- _掲載本文_:
────
透析中の下肢挙上による生体反応の検討

【目的】

 透析中に循環動態の維持を目的として下肢の挙上を施しているが、この処置による生体の反応を客観的に検討する。


【方法】

 慢性維持透析症例で、非糖尿病5例、糖尿病5例の合計10例に対し、透析中にギャッチベッドで最大(約25Cm)下肢を挙上させ、下肢挙上前後及び、解除後の3点において超音波エコーによる下大静脈径(以下IVC)、パルスオキシメータによる足趾での動脈血酸素飽和度(以下SpO2)、血圧、心拍数を測定した。

 対象は非糖尿病群として慢性糸球体腎炎5例、透析歴平均21.4±10.9カ月、年齢平均74.4±8.5歳、糖尿病群として糖尿病性腎症4例、糖尿病+SLE1例、透析歴平均52.2±62.5カ月、年齢平均58.2±11.0歳である。
────
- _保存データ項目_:
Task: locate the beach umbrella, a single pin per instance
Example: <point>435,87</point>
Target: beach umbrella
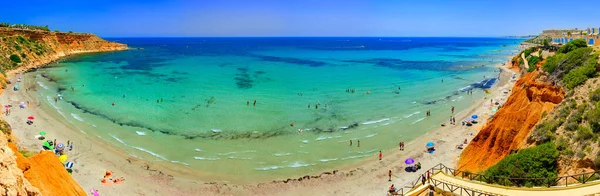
<point>60,146</point>
<point>430,144</point>
<point>62,158</point>
<point>69,165</point>
<point>409,161</point>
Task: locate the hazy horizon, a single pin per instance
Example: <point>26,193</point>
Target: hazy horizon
<point>309,18</point>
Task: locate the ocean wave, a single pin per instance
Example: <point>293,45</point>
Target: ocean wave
<point>43,85</point>
<point>371,135</point>
<point>207,158</point>
<point>227,153</point>
<point>375,121</point>
<point>139,148</point>
<point>180,163</point>
<point>293,165</point>
<point>327,160</point>
<point>282,154</point>
<point>418,120</point>
<point>268,168</point>
<point>77,117</point>
<point>409,115</point>
<point>354,157</point>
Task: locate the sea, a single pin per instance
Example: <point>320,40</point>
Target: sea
<point>270,107</point>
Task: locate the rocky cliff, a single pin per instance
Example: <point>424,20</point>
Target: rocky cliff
<point>511,125</point>
<point>20,50</point>
<point>25,49</point>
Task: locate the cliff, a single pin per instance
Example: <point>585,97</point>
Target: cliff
<point>21,50</point>
<point>512,124</point>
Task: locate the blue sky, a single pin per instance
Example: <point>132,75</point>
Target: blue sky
<point>156,18</point>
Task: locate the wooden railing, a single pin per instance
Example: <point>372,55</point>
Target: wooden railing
<point>520,182</point>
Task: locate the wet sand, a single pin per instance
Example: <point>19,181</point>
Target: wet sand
<point>93,157</point>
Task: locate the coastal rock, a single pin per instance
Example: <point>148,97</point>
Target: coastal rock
<point>37,48</point>
<point>511,125</point>
<point>12,180</point>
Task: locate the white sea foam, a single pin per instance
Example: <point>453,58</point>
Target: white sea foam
<point>375,121</point>
<point>77,117</point>
<point>43,85</point>
<point>179,162</point>
<point>139,148</point>
<point>299,164</point>
<point>327,160</point>
<point>282,154</point>
<point>409,115</point>
<point>371,135</point>
<point>268,168</point>
<point>418,120</point>
<point>207,158</point>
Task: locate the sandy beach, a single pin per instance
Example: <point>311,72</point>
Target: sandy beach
<point>93,157</point>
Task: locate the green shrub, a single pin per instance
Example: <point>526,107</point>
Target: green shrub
<point>544,131</point>
<point>552,62</point>
<point>584,133</point>
<point>575,44</point>
<point>595,95</point>
<point>535,162</point>
<point>15,58</point>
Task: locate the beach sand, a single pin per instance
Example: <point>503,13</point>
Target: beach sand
<point>93,157</point>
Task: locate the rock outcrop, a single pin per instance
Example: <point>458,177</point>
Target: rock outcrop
<point>12,179</point>
<point>37,48</point>
<point>511,125</point>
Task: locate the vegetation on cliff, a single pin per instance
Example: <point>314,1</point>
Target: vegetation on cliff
<point>567,138</point>
<point>535,162</point>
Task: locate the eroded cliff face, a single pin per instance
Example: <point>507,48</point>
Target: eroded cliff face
<point>511,125</point>
<point>12,179</point>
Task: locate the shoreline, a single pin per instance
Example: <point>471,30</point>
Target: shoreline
<point>108,157</point>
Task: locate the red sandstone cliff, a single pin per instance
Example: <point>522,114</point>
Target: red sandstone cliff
<point>512,124</point>
<point>42,47</point>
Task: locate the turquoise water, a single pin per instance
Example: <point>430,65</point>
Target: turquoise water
<point>190,101</point>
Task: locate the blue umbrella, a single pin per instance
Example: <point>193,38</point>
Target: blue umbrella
<point>409,161</point>
<point>430,144</point>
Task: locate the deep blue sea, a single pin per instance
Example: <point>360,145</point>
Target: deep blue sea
<point>191,101</point>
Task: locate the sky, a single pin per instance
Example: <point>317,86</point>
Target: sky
<point>249,18</point>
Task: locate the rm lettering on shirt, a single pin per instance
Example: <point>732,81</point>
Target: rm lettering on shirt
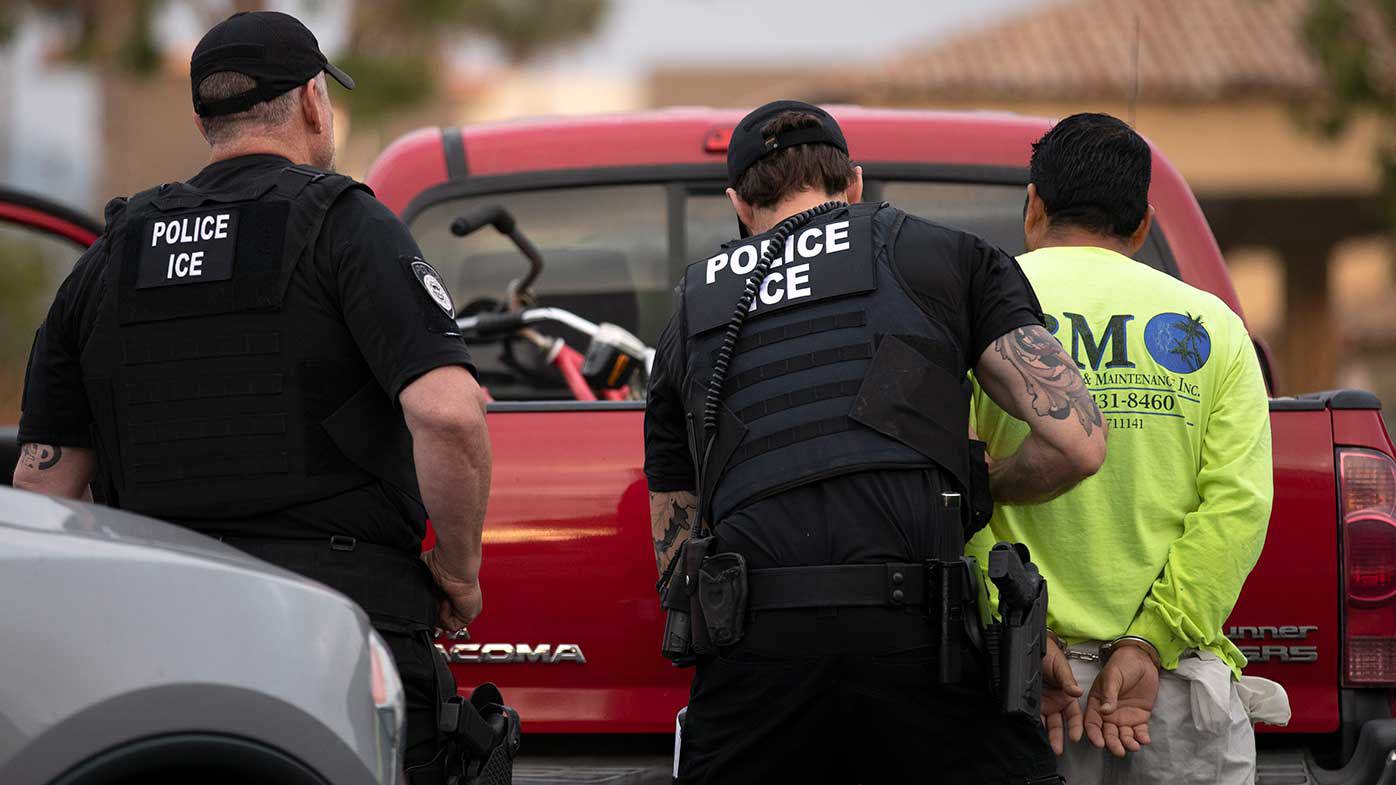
<point>793,282</point>
<point>821,261</point>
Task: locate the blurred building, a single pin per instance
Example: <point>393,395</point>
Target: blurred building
<point>1216,85</point>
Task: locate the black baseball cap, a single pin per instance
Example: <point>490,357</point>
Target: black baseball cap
<point>271,48</point>
<point>748,144</point>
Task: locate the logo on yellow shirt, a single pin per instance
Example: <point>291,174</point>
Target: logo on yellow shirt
<point>1177,341</point>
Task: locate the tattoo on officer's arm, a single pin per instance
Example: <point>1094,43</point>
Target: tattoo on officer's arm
<point>41,456</point>
<point>1053,380</point>
<point>670,521</point>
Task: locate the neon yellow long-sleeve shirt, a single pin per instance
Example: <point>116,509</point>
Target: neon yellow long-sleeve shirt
<point>1159,542</point>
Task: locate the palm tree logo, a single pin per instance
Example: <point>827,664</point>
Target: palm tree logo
<point>1188,347</point>
<point>1178,342</point>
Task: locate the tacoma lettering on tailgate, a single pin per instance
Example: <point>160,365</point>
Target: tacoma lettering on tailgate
<point>1275,651</point>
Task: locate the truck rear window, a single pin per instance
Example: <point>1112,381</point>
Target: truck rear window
<point>613,253</point>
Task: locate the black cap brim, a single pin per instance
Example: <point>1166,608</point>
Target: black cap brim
<point>339,76</point>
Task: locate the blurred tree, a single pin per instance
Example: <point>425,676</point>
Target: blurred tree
<point>1354,42</point>
<point>395,50</point>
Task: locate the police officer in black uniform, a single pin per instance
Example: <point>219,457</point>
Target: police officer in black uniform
<point>263,355</point>
<point>815,412</point>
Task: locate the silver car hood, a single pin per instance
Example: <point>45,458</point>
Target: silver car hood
<point>67,518</point>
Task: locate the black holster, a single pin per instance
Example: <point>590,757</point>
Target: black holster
<point>954,609</point>
<point>686,629</point>
<point>478,742</point>
<point>722,598</point>
<point>1018,640</point>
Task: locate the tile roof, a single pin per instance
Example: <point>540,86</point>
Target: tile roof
<point>1185,50</point>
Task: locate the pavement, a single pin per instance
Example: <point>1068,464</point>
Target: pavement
<point>595,760</point>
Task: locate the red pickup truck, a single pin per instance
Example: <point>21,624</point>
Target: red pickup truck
<point>614,207</point>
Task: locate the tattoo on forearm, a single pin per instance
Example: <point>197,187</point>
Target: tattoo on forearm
<point>672,523</point>
<point>41,456</point>
<point>1051,377</point>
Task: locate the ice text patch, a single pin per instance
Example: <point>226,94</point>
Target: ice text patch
<point>820,261</point>
<point>193,247</point>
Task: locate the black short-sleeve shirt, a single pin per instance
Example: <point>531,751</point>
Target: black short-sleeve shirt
<point>356,271</point>
<point>969,285</point>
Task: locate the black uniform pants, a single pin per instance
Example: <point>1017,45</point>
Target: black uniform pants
<point>814,697</point>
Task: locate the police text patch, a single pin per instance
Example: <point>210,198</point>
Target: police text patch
<point>430,281</point>
<point>191,247</point>
<point>820,261</point>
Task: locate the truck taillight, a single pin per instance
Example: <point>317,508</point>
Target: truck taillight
<point>1367,489</point>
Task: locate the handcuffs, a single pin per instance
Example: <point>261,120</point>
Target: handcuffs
<point>1107,648</point>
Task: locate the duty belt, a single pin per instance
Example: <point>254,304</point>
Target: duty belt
<point>843,585</point>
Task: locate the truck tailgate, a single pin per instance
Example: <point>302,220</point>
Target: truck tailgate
<point>1287,618</point>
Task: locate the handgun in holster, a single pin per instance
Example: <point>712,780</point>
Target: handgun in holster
<point>1016,641</point>
<point>476,739</point>
<point>955,592</point>
<point>482,738</point>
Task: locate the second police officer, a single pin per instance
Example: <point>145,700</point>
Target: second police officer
<point>263,355</point>
<point>808,401</point>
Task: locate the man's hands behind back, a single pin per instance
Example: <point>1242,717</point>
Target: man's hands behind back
<point>1121,701</point>
<point>1061,704</point>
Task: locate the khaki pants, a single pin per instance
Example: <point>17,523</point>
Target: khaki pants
<point>1199,732</point>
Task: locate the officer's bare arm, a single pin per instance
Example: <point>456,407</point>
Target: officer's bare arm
<point>56,470</point>
<point>670,520</point>
<point>444,409</point>
<point>1032,377</point>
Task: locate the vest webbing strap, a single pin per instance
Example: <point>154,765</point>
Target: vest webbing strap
<point>793,436</point>
<point>211,468</point>
<point>842,585</point>
<point>860,351</point>
<point>800,398</point>
<point>196,348</point>
<point>219,428</point>
<point>214,386</point>
<point>802,328</point>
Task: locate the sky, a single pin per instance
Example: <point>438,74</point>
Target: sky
<point>641,34</point>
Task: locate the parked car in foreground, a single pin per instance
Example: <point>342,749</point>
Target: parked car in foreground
<point>616,207</point>
<point>136,651</point>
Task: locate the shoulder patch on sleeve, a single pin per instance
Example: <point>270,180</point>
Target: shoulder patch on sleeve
<point>430,281</point>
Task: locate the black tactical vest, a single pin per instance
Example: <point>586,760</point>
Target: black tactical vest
<point>838,369</point>
<point>211,398</point>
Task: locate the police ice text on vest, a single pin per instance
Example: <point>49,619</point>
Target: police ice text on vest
<point>189,229</point>
<point>793,282</point>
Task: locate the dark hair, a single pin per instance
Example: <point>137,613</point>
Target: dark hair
<point>795,168</point>
<point>1092,171</point>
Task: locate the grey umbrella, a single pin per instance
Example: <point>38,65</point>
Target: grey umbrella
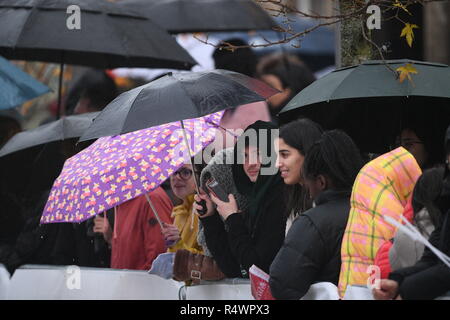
<point>370,103</point>
<point>109,36</point>
<point>59,130</point>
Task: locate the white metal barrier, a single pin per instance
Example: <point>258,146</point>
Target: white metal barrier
<point>74,283</point>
────
- _取り組む問題_:
1: 本文のうち、「慢性維持透析症例で、非糖尿病」を含む語句で始まり「58.2±11.0歳である。」で終わる部分を、一字も変えずに書き出せ。
2: 下肢挙上の本文について、次の問いに答えよ。
(a) ギャッチベッドで下肢を最大どれくらい挙上させたか。
(b) 非糖尿病群の年齢平均は何歳か。
(c) 動脈血酸素飽和度は何を使い、どこで測定したか。

- _解答一覧_:
1:
慢性維持透析症例で、非糖尿病5例、糖尿病5例の合計10例に対し、透析中にギャッチベッドで最大(約25Cm)下肢を挙上させ、下肢挙上前後及び、解除後の3点において超音波エコーによる下大静脈径(以下IVC)、パルスオキシメータによる足趾での動脈血酸素飽和度(以下SpO2)、血圧、心拍数を測定した。

 対象は非糖尿病群として慢性糸球体腎炎5例、透析歴平均21.4±10.9カ月、年齢平均74.4±8.5歳、糖尿病群として糖尿病性腎症4例、糖尿病+SLE1例、透析歴平均52.2±62.5カ月、年齢平均58.2±11.0歳である。

2:
(a) 約25Cm
(b) 74.4±8.5歳
(c) パルスオキシメータを使い、足趾で測定した。